Document section:

+===+

There are also needs in the structural shear panel industry for structural shear panels that provide graspability to facilitate handling, since the standard size of structural shear panels are large (ie. 4′ wide by 8′ tall), and common panels without voids can typically only be grasped at their edges. The needs for structural shear panels that provide graspability to facilitate handling can be accomplished by the invention and use of structural shear panels with novel profile shapes comprised of voids, since the voids allow for points of graspability throughout the panel plane.
Furthermore there is a need in the structural shear panel industry for structural shear panels that provide ventilation, visibility, and the passage of light through the thickness of the structural shear panels, and that facilitate the passage of small conduits through the thickness of the structural shear panels, which can be accomplished by the invention and use of structural shear panels with novel profile shapes comprised of voids.
With the recent developments in Computer Numerical Control (CNC) technology industry, tools like computer controlled routers and other similar tools have allowed the means to mass produce precise and repeatable cutout voids shapes in panels, and thus allowed the means to create structural shear panels with novel profile shapes comprised of voids. The means to mass produce precise and repeatable cutout voids shapes in structural shear panels are needed in order to be able to make structural shear panels with novel profile shapes comprised of voids comply with building codes and standards, testings, and design guides, and so that the properties of structural shear panels with novel profile shapes comprised of voids are specified by engineers for the benefit of buildings' structural design.

BRIEF SUMMARY OF THE INVENTION

Novel structural shear panels used for construction of shear walls and shear diaphragms, as well as sheathings and deckings, and similar constructions, where the structural shear panels have novel shapes formed in a grid pattern, comprised of an ordered series of voids, and material in the form of a grid, called grid pattern structural shear panels, where the ordered series of voids reduce the amount of raw material and weight in said structural shear panels, and the material in the form of a grid is configured so that it resists the design loads required for the structural use of said grid pattern structural shear panels.

+===+

Entries supplied:
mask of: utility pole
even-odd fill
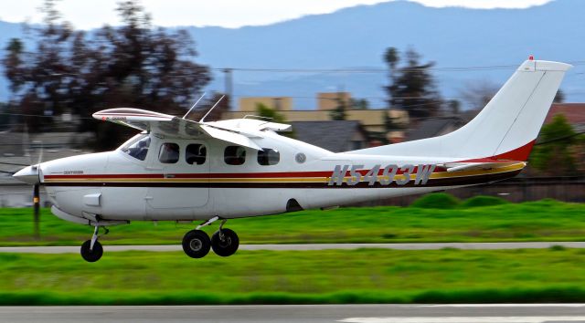
[[[39,228],[39,214],[38,214],[38,211],[40,208],[40,199],[39,199],[39,194],[38,194],[38,184],[35,184],[35,186],[33,186],[33,210],[34,212],[34,223],[35,223],[35,239],[36,240],[39,240],[40,239],[40,228]]]
[[[233,90],[233,78],[232,78],[232,68],[224,68],[224,80],[225,80],[225,91],[227,98],[227,105],[228,109],[231,109],[231,100],[232,100],[232,90]]]

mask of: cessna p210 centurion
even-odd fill
[[[142,132],[113,151],[28,166],[14,176],[44,185],[52,213],[95,227],[81,245],[101,257],[100,227],[131,221],[204,221],[183,238],[194,258],[239,246],[229,219],[443,191],[513,177],[526,161],[570,65],[525,61],[463,128],[420,141],[334,153],[280,136],[289,125],[256,119],[215,122],[137,109],[95,119]],[[219,220],[209,238],[202,226]],[[106,230],[107,231],[107,230]]]

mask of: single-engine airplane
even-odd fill
[[[95,119],[142,132],[113,151],[26,167],[14,176],[44,185],[56,216],[94,227],[81,255],[103,248],[100,227],[131,221],[204,221],[185,253],[233,255],[229,219],[326,208],[476,185],[513,177],[528,154],[570,65],[525,61],[461,129],[434,138],[334,153],[281,136],[289,125],[258,119],[206,122],[138,109]],[[188,113],[188,112],[187,112]],[[220,221],[209,238],[201,229]],[[107,228],[106,228],[107,232]]]

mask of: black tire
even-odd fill
[[[211,247],[209,235],[201,230],[191,230],[183,237],[183,251],[191,258],[202,258]]]
[[[93,250],[90,250],[90,246],[91,245],[91,240],[88,240],[81,245],[81,257],[88,263],[94,263],[100,258],[101,258],[101,255],[103,255],[103,247],[99,241],[96,241],[93,244]]]
[[[221,229],[223,240],[219,237],[219,231],[216,231],[211,236],[211,247],[216,255],[229,256],[238,251],[239,238],[235,232],[229,229]]]

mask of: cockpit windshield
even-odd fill
[[[144,161],[146,159],[148,146],[150,146],[150,137],[147,134],[143,134],[122,147],[122,151],[137,160]]]

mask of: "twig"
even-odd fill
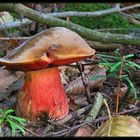
[[[135,5],[124,7],[124,8],[120,8],[119,5],[116,5],[113,8],[106,9],[106,10],[101,10],[101,11],[96,11],[96,12],[69,11],[69,12],[49,13],[48,15],[54,16],[54,17],[57,17],[57,18],[72,17],[72,16],[97,17],[97,16],[104,16],[104,15],[115,13],[115,12],[130,10],[130,9],[134,9],[134,8],[137,8],[137,7],[140,7],[140,4],[135,4]]]
[[[85,121],[94,120],[98,115],[99,110],[102,107],[102,104],[103,104],[103,96],[100,92],[97,92],[95,95],[94,104],[92,105],[91,110],[88,116],[86,117]]]
[[[84,74],[84,65],[81,62],[77,62],[76,65],[77,65],[77,68],[78,68],[80,75],[82,77],[83,85],[84,85],[86,93],[87,93],[86,94],[87,100],[91,104],[92,101],[91,101],[91,95],[90,95],[89,79],[85,78],[86,76]]]
[[[104,101],[104,104],[105,104],[105,106],[107,108],[109,119],[111,119],[111,113],[110,113],[110,109],[109,109],[108,103],[107,103],[107,101],[105,99],[103,101]]]
[[[135,5],[136,7],[139,7],[139,5]],[[131,7],[127,9],[131,9]],[[133,7],[134,8],[134,7]],[[129,45],[140,45],[140,39],[139,37],[134,37],[131,35],[124,35],[124,34],[111,34],[111,33],[103,33],[103,32],[97,32],[95,30],[90,30],[87,28],[84,28],[78,24],[67,22],[62,19],[48,16],[48,14],[43,14],[41,12],[35,11],[23,4],[19,3],[2,3],[0,4],[0,10],[8,10],[15,12],[17,14],[24,14],[25,17],[35,20],[41,24],[47,24],[50,26],[55,27],[66,27],[68,29],[71,29],[75,32],[77,32],[82,37],[85,37],[89,40],[99,41],[99,42],[110,42],[110,43],[118,43],[118,44],[129,44]],[[126,10],[126,9],[123,9]]]
[[[67,121],[71,120],[71,119],[74,119],[76,118],[77,116],[80,116],[81,114],[83,114],[84,112],[86,112],[89,108],[91,107],[91,104],[86,106],[86,107],[83,107],[77,111],[74,111],[72,113],[70,113],[69,115],[67,115],[65,118],[61,119],[61,120],[58,120],[58,121],[55,121],[54,123],[55,124],[64,124],[66,123]]]
[[[121,115],[121,114],[127,114],[127,113],[131,113],[131,112],[134,112],[134,111],[136,111],[136,112],[138,112],[138,111],[140,111],[140,107],[138,107],[138,108],[133,108],[133,109],[130,109],[130,110],[125,110],[125,111],[122,111],[122,112],[120,112],[120,113],[118,113],[119,115]],[[112,116],[115,116],[115,114],[112,114]],[[65,135],[65,134],[67,134],[67,132],[68,131],[74,131],[74,130],[76,130],[76,129],[78,129],[78,128],[80,128],[80,127],[83,127],[84,125],[87,125],[87,124],[90,124],[90,123],[97,123],[97,122],[101,122],[101,121],[106,121],[107,119],[108,119],[109,117],[108,116],[105,116],[105,117],[99,117],[99,118],[97,118],[97,119],[95,119],[95,120],[89,120],[89,121],[84,121],[83,123],[81,123],[81,124],[78,124],[78,125],[76,125],[76,126],[74,126],[74,127],[71,127],[71,128],[67,128],[67,129],[64,129],[64,130],[61,130],[61,131],[57,131],[57,132],[51,132],[51,133],[47,133],[45,136],[55,136],[55,135]]]

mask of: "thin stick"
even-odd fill
[[[111,119],[112,117],[111,117],[110,109],[109,109],[109,106],[108,106],[108,103],[107,103],[106,99],[103,99],[103,102],[104,102],[104,104],[105,104],[105,106],[107,108],[109,119]]]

+===+

Instruction: Copy the shear panel text from "Novel structural shear" up to and including "structural shear panels.", changing "grid pattern" to "lattice pattern" wherever it appears.

The solution:
Novel structural shear panels used for construction of shear walls and shear diaphragms, as well as sheathings and deckings, and similar constructions, where the structural shear panels have novel shapes formed in a lattice pattern, comprised of an ordered series of voids, and material in the form of a grid, called lattice pattern structural shear panels, where the ordered series of voids reduce the amount of raw material and weight in said structural shear panels, and the material in the form of a grid is configured so that it resists the design loads required for the structural use of said lattice pattern structural shear panels.